## TASK BRIEF
From the line with "Question. Locate the player's" through the final line, please write out the listing exactly, including both of those lines.

## Coordinate annotation entries
-- START --

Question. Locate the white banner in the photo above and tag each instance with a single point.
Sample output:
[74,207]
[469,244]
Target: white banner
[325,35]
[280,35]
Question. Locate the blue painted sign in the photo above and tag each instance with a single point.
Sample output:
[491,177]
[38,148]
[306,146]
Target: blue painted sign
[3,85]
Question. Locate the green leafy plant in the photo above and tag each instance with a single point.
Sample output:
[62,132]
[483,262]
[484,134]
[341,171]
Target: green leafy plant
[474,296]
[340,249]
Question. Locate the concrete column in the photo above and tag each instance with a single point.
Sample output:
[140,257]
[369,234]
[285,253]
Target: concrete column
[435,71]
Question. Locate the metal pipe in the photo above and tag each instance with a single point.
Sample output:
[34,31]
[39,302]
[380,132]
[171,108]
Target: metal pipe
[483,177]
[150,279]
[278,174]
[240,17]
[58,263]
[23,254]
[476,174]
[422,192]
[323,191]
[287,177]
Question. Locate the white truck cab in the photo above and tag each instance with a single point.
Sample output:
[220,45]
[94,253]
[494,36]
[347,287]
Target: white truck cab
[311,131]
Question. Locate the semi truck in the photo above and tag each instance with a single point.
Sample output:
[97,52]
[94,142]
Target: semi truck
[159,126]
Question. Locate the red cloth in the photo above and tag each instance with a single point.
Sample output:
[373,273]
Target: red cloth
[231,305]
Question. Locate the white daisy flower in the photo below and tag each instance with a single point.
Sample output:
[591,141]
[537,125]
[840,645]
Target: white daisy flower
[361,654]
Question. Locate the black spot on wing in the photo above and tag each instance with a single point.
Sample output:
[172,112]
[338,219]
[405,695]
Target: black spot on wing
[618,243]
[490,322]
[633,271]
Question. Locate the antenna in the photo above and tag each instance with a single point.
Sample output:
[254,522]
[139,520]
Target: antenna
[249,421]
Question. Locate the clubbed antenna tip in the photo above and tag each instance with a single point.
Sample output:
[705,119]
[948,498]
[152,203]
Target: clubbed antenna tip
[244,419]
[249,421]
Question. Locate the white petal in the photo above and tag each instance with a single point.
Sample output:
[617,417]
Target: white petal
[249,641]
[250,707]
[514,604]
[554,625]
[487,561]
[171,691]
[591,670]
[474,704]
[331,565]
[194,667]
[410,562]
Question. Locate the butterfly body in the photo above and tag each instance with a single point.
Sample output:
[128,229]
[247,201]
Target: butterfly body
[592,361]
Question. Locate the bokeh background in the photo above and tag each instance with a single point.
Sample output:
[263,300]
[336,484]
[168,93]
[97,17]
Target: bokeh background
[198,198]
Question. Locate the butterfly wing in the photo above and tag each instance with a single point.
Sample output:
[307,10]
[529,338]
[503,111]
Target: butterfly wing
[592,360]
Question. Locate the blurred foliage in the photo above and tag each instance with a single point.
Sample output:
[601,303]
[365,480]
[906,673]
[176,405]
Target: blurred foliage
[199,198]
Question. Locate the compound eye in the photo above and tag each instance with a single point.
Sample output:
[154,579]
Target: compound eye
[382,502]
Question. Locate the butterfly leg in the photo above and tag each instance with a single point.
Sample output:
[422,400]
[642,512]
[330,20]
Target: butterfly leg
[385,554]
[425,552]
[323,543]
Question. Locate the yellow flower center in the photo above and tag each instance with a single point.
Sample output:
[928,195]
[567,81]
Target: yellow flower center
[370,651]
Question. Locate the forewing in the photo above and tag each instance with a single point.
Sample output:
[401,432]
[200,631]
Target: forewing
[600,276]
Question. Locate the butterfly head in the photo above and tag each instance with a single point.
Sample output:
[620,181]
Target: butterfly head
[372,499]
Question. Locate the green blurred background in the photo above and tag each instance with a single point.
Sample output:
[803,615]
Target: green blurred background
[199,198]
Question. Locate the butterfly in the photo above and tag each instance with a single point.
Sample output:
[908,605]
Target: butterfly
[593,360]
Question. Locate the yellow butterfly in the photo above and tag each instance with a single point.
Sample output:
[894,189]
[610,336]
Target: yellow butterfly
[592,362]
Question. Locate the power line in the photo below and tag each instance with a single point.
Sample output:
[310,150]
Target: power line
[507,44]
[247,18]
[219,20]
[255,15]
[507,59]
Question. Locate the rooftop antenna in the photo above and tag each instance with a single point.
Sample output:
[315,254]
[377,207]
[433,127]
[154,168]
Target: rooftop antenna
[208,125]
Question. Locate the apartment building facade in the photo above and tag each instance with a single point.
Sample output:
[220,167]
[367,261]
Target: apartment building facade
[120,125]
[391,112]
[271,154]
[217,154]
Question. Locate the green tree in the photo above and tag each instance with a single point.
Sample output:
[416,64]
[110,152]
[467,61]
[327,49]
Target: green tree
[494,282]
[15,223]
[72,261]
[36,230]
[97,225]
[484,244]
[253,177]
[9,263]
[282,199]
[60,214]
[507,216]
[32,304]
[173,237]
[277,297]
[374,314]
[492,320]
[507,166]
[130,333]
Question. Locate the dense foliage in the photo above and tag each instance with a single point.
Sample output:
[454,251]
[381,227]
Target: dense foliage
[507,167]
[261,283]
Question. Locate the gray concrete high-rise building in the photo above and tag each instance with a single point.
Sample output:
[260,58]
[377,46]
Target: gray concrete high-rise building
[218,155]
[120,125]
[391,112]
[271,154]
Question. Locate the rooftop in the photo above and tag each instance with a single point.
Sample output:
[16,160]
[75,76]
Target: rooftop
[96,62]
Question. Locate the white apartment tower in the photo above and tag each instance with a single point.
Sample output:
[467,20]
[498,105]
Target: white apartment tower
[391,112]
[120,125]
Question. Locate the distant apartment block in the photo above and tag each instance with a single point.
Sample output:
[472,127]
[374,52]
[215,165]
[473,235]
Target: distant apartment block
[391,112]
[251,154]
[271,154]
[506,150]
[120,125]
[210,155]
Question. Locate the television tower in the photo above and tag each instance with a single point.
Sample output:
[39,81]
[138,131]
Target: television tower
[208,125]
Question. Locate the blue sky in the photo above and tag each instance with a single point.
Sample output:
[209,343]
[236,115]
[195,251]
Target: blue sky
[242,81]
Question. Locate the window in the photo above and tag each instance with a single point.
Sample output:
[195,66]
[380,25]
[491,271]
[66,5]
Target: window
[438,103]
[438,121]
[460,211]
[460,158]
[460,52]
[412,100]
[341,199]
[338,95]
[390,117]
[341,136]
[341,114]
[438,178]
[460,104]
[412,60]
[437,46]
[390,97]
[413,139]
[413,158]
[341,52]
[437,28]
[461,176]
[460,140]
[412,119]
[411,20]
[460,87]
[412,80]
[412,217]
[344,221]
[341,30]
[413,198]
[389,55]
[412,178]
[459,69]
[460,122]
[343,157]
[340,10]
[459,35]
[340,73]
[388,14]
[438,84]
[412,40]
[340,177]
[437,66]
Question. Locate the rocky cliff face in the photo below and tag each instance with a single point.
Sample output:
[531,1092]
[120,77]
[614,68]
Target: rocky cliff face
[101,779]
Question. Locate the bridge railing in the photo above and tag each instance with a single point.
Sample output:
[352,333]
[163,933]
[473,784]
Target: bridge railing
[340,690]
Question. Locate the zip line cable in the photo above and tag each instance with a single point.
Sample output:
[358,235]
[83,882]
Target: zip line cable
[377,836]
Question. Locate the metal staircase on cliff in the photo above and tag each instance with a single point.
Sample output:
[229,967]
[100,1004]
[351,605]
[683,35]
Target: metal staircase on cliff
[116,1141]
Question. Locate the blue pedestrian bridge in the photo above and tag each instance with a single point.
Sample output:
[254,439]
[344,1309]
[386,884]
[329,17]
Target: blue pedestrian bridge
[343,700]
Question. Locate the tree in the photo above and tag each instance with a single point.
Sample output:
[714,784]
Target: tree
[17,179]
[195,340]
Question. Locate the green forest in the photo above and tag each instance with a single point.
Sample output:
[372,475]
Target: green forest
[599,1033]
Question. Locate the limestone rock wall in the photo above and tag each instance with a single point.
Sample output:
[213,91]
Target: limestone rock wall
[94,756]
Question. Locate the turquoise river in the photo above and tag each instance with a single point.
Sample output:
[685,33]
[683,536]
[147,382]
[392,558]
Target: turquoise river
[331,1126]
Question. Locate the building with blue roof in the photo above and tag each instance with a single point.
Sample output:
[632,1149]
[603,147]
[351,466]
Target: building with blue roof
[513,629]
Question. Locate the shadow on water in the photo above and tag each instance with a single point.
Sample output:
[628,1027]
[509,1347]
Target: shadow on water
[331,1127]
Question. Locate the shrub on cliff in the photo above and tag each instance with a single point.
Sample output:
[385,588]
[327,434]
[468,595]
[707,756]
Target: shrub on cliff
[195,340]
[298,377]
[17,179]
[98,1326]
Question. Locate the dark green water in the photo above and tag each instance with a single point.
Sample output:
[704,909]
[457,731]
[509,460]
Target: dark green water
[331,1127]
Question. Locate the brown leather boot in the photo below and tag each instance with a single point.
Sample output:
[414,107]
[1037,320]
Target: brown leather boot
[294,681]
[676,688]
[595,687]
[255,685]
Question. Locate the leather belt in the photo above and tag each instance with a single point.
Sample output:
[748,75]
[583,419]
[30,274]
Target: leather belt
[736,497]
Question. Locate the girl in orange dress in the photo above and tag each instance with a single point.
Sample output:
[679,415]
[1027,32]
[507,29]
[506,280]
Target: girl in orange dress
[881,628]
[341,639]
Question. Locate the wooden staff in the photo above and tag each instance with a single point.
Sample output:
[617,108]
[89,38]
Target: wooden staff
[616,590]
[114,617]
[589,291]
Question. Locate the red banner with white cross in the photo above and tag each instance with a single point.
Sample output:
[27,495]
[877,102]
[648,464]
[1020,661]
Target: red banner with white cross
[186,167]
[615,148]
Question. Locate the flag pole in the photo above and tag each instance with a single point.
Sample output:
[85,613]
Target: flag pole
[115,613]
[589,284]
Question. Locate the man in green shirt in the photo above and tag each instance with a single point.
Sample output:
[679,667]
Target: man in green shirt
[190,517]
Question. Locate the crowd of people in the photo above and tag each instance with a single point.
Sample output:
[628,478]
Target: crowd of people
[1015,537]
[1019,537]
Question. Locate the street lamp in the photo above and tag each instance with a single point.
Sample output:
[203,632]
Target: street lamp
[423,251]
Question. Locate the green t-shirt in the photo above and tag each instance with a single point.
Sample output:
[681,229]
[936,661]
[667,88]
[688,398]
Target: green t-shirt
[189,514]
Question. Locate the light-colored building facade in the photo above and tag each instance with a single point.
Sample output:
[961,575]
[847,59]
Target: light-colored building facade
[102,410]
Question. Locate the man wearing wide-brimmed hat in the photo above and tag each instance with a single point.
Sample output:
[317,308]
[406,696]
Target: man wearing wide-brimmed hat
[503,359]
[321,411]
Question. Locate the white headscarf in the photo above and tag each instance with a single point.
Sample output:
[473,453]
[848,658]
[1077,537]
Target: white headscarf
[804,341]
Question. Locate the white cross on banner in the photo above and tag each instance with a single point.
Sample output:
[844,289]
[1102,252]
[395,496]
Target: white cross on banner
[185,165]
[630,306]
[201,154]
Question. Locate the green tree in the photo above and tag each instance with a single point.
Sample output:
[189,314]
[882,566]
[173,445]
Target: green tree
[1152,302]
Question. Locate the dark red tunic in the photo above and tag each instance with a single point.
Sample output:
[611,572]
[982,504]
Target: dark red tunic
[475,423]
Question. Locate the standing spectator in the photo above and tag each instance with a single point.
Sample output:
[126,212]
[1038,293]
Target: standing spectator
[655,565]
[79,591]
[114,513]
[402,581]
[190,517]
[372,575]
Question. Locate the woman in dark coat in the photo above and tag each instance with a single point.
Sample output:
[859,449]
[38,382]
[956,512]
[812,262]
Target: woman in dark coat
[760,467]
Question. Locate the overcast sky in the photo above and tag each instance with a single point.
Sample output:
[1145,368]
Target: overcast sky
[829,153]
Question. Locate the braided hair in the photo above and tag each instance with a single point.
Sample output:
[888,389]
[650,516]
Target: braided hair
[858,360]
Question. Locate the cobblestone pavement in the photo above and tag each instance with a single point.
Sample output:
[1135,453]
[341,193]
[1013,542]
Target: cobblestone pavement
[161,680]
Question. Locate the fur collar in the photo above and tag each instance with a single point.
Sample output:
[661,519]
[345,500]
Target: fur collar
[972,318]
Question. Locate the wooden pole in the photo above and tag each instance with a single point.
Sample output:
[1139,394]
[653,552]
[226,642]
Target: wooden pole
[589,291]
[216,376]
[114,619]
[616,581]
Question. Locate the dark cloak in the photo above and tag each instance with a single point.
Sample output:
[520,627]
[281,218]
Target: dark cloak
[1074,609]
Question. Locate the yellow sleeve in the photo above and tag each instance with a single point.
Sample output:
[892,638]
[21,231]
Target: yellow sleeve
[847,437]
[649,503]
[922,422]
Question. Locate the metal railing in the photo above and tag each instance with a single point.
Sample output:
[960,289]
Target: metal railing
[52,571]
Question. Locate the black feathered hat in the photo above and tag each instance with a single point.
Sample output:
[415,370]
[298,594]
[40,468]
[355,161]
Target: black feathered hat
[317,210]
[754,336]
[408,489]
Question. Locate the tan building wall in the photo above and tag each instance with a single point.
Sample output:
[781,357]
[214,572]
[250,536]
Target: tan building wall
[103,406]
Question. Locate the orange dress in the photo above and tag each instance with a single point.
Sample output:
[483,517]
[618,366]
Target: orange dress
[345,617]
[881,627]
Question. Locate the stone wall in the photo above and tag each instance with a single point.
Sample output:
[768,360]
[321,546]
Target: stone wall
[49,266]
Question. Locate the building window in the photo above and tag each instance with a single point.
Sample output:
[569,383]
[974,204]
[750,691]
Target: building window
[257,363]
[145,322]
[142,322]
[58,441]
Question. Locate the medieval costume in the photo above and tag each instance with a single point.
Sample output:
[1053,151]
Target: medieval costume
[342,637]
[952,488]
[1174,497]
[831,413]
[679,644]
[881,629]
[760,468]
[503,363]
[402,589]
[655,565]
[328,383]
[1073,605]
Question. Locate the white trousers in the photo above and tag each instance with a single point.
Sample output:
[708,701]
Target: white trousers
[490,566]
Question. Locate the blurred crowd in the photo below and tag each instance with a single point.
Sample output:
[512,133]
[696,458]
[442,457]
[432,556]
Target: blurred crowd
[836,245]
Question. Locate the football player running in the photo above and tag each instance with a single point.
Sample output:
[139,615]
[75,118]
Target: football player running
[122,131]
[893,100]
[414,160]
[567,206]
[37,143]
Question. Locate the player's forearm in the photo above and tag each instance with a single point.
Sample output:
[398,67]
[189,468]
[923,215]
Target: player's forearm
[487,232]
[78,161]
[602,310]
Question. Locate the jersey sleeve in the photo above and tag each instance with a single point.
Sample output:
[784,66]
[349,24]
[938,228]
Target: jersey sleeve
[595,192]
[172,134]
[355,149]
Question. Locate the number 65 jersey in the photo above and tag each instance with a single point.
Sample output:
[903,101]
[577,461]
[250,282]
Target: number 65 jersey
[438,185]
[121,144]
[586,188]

-- END --

## RESULT OF THIS TASK
Question. Locate the player's forearm in the photo above and tag each instance with a single point.
Sample output:
[398,67]
[189,468]
[923,215]
Target: player's forearm
[487,232]
[78,161]
[602,310]
Question. Locate the jersey sleeve in the photo above and tag each instance with a single point.
Sample output:
[784,66]
[349,24]
[938,228]
Target: jersey sleeve
[595,192]
[172,134]
[355,149]
Question. Locate the number 65 jersey in the photo above and tag each instance with a single point.
Sample output:
[903,101]
[577,461]
[250,282]
Target: number 65 jersey
[438,185]
[121,144]
[586,188]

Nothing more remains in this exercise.